**SELECTED EXCERPT**

%%

The New York Times on May 19 falsely reported that thousands of children have died during the pandemic from multisystem inflammatory syndrome in children (MIS-C), a rare syndrome that develops in some youth following COVID-19.
The false statistic quickly drew criticism.
“In this breaking news article, pushed by [NY Times], award-winning science journalist (whose work is apparently not fact checked) claims that there have been 4000 deaths in kids 5-11 from MIS-C. CDC only lists 6,” one Twitter user wrote. “What is going on here?”
“I just wanted to flag this (and couldn’t DM you) so tweeting instead,” David Zweig, a freelance writer, added, tagging Mandavilli.
The story was later updated to say that nearly 4,000 children between the ages of 5 to 11 “have been diagnosed with” MIS-C, with no mention of the number of deaths.
The update was a so-called stealth edit, or an update without notification to readers. No correction or editor’s note explained the change.
After The Epoch Times reported on the falsehood, the New York Times added a correction.
“An earlier version of this article incorrectly referred to the numbers of children aged 5 to 11 with multisystem inflammatory syndrome. About 4,000 have been diagnosed, not died, with the syndrome,” the correction states.
Mandavilli acknowledged what happened, telling critics that the false reporting “has been fixed.”
“Diagnosed with, not died. It was fixed,” she wrote on Twitter.

%%

**EXTRACTED RECORDS**
%%

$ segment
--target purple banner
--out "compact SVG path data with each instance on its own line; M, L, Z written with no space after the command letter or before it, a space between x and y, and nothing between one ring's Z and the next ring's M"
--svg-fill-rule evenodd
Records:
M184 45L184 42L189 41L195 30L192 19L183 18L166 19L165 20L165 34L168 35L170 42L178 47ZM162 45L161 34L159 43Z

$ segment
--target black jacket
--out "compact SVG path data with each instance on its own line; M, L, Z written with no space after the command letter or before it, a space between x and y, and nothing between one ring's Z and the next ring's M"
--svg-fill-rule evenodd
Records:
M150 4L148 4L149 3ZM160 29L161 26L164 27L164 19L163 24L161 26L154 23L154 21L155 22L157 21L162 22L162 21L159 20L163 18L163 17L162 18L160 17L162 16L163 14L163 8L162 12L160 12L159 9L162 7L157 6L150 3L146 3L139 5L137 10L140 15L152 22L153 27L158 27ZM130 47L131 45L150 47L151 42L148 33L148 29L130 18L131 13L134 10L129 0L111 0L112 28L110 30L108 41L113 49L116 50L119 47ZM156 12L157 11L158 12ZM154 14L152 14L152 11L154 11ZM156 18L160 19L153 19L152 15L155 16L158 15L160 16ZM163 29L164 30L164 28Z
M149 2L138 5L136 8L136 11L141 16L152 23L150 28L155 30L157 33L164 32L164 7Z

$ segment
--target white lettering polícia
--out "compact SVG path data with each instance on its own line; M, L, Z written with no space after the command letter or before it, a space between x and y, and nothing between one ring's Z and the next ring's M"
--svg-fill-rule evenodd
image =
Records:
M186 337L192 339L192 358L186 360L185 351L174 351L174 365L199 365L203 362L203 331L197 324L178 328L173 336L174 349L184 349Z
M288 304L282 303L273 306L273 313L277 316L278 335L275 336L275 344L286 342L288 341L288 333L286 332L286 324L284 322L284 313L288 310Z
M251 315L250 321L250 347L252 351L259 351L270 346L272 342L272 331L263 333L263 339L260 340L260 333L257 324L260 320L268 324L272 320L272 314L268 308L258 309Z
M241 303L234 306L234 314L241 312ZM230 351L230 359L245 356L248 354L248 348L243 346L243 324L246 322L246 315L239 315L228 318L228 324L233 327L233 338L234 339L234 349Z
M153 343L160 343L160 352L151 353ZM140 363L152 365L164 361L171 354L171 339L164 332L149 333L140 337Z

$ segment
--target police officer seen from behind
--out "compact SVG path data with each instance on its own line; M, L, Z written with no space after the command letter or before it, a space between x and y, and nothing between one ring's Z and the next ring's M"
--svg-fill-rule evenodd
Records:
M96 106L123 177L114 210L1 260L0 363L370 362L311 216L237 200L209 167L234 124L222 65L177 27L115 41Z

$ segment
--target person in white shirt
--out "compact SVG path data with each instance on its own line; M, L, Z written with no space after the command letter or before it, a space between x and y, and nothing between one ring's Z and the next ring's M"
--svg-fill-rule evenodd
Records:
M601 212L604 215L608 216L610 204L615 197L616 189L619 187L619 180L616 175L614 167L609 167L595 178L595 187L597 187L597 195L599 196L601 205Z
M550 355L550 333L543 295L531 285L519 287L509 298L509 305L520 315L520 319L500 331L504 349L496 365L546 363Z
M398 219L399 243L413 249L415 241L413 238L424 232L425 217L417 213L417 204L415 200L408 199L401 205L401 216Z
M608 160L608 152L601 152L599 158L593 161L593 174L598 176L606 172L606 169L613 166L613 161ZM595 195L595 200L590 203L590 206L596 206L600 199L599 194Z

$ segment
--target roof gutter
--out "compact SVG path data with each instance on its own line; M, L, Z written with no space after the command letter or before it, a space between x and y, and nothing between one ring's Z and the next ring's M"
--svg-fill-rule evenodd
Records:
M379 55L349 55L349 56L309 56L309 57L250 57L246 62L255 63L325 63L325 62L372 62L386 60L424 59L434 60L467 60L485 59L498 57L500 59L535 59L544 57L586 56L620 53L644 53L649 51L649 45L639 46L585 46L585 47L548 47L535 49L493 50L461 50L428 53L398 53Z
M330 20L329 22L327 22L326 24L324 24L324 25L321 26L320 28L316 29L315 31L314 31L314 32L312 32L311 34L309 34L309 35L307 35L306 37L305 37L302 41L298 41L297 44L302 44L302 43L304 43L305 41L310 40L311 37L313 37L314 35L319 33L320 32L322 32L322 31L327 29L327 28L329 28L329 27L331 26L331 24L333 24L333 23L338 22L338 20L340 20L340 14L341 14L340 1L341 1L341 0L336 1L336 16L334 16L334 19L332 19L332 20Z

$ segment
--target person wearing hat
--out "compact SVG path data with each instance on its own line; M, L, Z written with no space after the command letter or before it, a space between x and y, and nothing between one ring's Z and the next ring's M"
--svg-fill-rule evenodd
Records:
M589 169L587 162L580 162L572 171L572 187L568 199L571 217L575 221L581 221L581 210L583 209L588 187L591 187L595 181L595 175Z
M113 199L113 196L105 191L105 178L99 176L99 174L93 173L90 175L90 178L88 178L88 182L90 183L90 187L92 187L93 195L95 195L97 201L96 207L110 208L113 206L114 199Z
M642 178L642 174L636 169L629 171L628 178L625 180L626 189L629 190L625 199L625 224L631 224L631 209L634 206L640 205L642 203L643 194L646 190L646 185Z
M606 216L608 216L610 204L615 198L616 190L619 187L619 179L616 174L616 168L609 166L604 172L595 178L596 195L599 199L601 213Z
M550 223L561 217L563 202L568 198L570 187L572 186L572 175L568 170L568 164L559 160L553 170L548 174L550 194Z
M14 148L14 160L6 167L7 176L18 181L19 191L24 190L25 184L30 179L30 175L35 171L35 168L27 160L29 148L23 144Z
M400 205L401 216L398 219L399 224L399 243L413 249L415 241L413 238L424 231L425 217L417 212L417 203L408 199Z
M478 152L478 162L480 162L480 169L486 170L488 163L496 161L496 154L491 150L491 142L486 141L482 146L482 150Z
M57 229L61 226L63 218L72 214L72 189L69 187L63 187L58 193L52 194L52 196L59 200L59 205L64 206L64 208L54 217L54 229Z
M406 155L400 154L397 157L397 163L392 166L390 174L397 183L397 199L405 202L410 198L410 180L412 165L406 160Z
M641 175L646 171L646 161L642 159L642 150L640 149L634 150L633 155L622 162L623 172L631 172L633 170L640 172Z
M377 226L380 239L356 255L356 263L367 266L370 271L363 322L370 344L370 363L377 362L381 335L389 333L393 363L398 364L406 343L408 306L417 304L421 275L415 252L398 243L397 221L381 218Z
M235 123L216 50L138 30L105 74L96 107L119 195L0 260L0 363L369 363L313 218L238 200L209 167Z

%%

**WORK TO COMPLETE**
• A. Rewrite the New York Times MIS-C article between "After The Epoch" and "wrote on Twitter.", inclusive, with "correction" replaced by "clarification".
• B. Carry on the New York Times MIS-C article from where it stops.

**ANSWERS PER TASK**
• A.
After The Epoch Times reported on the falsehood, the New York Times added a clarification.
“An earlier version of this article incorrectly referred to the numbers of children aged 5 to 11 with multisystem inflammatory syndrome. About 4,000 have been diagnosed, not died, with the syndrome,” the clarification states.
Mandavilli acknowledged what happened, telling critics that the false reporting “has been fixed.”
“Diagnosed with, not died. It was fixed,” she wrote on Twitter.

• B.
A New York Times spokesperson and Mandavilli didn’t immediately respond to requests for comment.
Mandavilli has gotten a similar statistic wrong before.
The actual number of hospitalizations among children up to that point was approximately 63,000. In that case, a correction was added to the piece, which stated that the article “misstated the number of Covid hospitalizations in U.S. children.”
“It is more than 63,000 from August 2020 to October 2021, not 900,000 since the beginning of the pandemic,” the correction stated.
Mandavilli has drawn attention during the pandemic for claiming that there were “racist roots” to the theory that SARS-CoV-2 originated from a laboratory in Wuhan, the Chinese city where the first cases of COVID-19 were reported. SARS-CoV-2 causes COVID-19.
Mandavilli later deleted the post, but wrote in another that “a theory can have racist roots and still gather reasonable supporters along the way,” adding that it “doesn’t make the roots any less racist or the theory any more convincing, though.”